**Kutipan Halaman**

※

Meski memiliki potensi kebaikan sekaligus keburukan, manusia tetap mendapat kuasa untuk menentukan hasrat mana yang harus dipenuhi. Para penganjur hidup lurus kerap menyebutnya sebagai pengendalian hawa nafsu. Semacam usaha mengatur keseimbangan antara kewajiban berbuat baik dan keharusan mengabaikan perbuatan buruk. Dan ini adalah pekerjaan sehari-hari, karena dalam hal apa pun hidup memang menghadapkan kita pada, selalu saja, pilihan-pilihan dengan implikasi yang bisa positif bisa pula negatif.

※

**Entri yang Diberikan**

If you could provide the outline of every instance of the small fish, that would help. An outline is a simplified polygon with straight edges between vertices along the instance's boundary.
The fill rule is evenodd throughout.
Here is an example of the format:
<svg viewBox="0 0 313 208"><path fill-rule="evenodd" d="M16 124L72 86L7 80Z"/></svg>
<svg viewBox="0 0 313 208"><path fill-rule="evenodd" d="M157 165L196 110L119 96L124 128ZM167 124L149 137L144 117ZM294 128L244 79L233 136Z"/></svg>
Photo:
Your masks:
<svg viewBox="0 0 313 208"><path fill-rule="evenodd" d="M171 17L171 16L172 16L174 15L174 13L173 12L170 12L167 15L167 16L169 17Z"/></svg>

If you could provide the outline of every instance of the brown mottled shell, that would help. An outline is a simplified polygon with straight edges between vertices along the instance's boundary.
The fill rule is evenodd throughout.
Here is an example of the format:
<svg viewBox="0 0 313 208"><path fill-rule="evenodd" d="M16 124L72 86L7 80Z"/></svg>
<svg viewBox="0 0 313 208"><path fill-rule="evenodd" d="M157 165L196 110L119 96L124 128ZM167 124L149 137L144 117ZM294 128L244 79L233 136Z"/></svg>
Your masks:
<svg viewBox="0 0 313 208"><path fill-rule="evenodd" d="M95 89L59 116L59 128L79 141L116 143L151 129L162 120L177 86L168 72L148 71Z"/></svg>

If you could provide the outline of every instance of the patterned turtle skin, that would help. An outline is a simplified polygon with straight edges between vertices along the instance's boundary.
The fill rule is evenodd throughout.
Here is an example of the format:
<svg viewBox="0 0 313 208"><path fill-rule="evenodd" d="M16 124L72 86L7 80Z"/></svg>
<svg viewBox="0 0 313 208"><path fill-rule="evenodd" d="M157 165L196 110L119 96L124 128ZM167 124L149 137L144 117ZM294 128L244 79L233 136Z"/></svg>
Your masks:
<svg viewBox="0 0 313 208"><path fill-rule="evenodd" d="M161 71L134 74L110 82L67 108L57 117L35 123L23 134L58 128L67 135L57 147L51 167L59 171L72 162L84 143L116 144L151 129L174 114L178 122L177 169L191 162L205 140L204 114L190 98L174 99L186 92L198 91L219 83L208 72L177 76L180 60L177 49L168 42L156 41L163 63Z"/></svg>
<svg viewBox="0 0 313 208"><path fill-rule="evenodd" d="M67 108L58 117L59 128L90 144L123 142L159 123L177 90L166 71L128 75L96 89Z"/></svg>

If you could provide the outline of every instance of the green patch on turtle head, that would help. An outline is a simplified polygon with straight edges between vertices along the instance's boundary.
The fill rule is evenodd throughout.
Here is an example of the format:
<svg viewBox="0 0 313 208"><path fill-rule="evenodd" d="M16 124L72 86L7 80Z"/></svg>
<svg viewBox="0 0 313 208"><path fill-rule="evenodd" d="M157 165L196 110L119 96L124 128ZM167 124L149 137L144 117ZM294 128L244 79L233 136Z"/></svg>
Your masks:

※

Tolong sambung tulisan tentang pengendalian hawa nafsu di atas, mulai tepat setelah kalimat terakhirnya.

Jangankan urusan seserius surga-neraka, untuk pilihan apakah kita hendak selamat di akhirat kelak dan untuk itu harus banyak-banyak beramal saleh, atau cuek saja dengan nasib hari akhir sehingga menjalani hidup suka-suka, bahkan yang seolah sepele seperti sarapan pagi pun kita harus memutuskan sebuah pilihan. Memutuskan sarapan atau tidak sarapan sudah satu soal. Setelah itu, kita masih harus menentukan pilihan lain lagi; sarapan apa, di mana, dengan siapa, porsinya seberapa dan sebagainya, dan seterusnya.
Maka, memenuhi sebuah hasrat atau mengabaikannya adalah pilihan, dan kita dipercaya menjadi panglima atas diri kita sendiri; kita yang menentukan menjadi baik atau buruk hidup kita.
***
Saya termasuk percaya bahwa korupsi, entah sebagai budaya maupun penyakit, adalah buah dari manajemen hasrat yang salah pada sebagian kita. Betapa sang panglima tak sanggup menolak hasrat berbuat jahat, bahkan meskipun latar belakang agama dan pendidikan sudah begitu kuatnya. Mau bukti? Tengoklah nama-nama koruptor yang divonis bersalah belakangan ini. Mereka bukan saja tampil alim sehari-hari, tetapi juga bergelar doktor dan profesor.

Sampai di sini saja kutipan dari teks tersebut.